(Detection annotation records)
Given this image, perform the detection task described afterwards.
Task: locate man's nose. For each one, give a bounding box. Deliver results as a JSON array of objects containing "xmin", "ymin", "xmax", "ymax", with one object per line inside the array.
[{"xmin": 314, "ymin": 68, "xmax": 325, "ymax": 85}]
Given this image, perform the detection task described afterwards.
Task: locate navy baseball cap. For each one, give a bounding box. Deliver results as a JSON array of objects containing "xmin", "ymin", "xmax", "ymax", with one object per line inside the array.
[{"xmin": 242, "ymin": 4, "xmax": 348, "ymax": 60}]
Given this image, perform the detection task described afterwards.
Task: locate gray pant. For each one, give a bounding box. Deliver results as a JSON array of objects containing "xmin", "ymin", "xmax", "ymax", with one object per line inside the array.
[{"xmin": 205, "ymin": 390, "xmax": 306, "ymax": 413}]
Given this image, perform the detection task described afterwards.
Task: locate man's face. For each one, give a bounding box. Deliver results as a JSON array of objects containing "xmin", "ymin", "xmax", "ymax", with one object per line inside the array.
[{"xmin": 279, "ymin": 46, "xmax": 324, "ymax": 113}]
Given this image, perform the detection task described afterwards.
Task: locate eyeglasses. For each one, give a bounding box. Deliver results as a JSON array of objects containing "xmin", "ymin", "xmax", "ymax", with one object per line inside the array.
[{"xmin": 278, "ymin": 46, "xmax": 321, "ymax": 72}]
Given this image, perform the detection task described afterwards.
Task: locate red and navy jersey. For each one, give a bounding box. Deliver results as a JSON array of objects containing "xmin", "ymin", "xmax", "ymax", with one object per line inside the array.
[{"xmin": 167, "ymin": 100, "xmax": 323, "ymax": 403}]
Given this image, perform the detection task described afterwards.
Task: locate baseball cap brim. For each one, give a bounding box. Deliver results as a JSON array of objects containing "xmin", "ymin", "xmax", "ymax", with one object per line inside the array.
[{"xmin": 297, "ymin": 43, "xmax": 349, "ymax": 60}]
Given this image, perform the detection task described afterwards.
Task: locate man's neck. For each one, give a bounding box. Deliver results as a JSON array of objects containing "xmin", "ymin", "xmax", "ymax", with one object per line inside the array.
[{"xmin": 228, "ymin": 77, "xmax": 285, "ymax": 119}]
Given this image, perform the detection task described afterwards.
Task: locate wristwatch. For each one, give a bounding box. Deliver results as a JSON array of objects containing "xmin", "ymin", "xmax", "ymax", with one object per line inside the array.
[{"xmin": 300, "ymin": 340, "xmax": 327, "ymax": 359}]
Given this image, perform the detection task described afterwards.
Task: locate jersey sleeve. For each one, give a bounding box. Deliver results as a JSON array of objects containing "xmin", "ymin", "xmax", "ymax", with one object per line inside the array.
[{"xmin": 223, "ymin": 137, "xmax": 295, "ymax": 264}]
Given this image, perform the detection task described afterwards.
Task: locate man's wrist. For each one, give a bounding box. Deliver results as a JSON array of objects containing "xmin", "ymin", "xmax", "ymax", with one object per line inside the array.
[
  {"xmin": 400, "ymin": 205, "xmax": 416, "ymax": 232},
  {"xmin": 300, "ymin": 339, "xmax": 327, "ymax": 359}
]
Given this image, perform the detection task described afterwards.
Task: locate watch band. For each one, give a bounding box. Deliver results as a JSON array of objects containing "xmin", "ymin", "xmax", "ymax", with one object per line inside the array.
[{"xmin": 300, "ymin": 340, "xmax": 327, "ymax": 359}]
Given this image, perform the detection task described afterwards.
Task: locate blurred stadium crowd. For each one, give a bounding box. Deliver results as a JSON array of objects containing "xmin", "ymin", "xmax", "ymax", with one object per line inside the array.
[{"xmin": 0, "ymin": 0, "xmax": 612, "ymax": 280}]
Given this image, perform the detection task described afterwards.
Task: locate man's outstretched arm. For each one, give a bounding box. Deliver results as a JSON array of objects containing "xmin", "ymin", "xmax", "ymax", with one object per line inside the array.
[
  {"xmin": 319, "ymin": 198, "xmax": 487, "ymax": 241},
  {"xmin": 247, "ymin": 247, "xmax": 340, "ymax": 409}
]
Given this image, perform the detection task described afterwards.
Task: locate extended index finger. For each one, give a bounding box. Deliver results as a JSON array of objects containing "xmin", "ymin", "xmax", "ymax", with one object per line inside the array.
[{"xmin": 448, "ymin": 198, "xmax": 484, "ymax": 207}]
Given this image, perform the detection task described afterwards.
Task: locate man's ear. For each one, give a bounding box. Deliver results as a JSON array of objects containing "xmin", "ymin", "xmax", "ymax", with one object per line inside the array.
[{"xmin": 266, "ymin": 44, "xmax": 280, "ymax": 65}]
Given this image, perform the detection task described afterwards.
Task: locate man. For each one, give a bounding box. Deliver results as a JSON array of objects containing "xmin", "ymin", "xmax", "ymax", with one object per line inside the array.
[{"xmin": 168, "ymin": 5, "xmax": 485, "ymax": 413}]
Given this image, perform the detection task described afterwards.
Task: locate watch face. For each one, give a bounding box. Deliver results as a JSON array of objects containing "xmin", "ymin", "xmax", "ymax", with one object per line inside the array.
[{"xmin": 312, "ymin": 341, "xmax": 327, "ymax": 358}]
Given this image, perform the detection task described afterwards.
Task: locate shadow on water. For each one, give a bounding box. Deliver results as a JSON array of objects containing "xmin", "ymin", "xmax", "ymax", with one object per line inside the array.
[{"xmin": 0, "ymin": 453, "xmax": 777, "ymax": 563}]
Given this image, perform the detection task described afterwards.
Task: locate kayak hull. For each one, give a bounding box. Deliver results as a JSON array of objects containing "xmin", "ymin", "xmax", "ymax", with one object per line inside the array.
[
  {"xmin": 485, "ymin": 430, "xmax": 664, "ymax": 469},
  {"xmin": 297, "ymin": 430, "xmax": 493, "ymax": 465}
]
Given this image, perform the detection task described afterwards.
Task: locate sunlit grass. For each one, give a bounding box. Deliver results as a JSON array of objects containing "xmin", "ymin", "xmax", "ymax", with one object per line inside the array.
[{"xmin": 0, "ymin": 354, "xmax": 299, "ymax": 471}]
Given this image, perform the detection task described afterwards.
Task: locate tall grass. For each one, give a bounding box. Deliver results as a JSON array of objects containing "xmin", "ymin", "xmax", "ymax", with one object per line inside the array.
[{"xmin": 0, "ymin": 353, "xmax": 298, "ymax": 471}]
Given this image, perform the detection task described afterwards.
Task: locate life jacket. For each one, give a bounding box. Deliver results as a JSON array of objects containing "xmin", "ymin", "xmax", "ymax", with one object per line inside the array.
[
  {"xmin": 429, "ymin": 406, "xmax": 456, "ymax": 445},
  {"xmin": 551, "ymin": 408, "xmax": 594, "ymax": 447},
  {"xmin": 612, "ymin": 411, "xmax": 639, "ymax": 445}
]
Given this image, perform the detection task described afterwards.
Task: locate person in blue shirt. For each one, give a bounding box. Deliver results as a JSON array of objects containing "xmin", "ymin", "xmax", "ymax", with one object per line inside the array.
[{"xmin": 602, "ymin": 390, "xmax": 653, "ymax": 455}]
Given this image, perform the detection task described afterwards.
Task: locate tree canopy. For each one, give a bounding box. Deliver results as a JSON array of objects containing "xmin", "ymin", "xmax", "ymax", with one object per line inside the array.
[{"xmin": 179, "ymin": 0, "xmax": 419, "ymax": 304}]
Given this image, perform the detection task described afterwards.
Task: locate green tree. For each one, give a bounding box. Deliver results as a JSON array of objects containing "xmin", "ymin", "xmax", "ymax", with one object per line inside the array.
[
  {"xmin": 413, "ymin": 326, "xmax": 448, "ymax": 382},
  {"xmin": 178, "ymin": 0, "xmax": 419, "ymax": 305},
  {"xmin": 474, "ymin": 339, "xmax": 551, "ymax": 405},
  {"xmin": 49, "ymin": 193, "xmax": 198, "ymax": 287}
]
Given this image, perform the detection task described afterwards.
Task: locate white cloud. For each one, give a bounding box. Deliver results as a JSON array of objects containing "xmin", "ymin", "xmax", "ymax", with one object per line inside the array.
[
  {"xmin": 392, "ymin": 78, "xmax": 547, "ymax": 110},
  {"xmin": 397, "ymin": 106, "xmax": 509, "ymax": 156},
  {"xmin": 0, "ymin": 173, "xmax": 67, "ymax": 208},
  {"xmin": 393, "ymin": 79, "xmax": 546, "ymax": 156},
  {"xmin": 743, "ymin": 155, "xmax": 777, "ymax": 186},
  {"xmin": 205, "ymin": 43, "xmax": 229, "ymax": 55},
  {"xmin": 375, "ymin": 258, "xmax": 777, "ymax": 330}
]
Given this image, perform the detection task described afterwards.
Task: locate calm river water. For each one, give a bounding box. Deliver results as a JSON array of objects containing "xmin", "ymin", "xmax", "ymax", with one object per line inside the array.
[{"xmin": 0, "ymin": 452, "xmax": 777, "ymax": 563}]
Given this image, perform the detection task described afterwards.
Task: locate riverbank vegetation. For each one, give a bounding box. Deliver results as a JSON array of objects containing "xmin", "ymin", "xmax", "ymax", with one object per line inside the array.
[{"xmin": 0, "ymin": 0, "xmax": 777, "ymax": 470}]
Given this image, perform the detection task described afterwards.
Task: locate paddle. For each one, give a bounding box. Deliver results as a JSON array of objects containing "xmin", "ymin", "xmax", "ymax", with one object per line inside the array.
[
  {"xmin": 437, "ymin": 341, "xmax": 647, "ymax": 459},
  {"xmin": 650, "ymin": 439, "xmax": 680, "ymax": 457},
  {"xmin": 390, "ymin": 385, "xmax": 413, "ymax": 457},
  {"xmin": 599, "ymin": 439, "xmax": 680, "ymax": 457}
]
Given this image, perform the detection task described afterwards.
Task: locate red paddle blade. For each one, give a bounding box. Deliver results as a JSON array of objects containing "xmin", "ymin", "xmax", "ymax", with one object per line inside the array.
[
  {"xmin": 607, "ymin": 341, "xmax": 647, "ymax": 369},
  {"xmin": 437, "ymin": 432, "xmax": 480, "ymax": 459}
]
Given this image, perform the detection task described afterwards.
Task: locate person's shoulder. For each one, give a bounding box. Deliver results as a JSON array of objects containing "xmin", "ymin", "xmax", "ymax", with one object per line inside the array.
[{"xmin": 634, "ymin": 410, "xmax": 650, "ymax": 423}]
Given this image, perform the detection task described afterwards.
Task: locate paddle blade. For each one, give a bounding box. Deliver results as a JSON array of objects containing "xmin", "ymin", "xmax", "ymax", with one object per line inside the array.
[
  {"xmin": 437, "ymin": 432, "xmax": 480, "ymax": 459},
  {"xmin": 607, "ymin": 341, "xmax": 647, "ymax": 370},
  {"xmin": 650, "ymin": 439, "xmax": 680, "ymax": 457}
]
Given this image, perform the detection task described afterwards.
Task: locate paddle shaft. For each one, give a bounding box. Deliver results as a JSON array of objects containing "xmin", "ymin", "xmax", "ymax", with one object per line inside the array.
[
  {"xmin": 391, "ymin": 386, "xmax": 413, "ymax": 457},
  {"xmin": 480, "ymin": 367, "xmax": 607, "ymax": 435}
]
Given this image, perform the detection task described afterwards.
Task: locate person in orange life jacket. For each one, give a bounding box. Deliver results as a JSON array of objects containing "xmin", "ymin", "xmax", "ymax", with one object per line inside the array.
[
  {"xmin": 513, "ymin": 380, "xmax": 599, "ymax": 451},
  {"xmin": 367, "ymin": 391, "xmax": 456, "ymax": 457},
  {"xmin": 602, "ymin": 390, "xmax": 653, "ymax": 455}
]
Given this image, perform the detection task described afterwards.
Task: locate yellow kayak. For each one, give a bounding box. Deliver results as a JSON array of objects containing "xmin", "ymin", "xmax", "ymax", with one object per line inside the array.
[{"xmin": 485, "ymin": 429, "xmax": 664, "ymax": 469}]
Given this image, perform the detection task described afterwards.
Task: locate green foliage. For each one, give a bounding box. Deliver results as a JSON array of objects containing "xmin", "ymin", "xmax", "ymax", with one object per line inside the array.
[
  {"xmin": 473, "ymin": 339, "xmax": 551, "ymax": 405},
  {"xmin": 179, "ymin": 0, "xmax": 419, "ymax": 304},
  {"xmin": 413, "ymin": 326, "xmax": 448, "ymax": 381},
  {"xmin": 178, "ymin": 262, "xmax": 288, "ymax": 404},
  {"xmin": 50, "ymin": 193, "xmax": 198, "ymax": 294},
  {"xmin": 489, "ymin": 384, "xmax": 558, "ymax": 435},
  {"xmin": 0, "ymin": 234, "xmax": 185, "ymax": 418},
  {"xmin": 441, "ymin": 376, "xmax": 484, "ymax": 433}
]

WHAT YOU WILL DO: Count the lines in the rows above that contain the string "grass", with case counting. Reply with the number alone.

RESPONSE BELOW: 2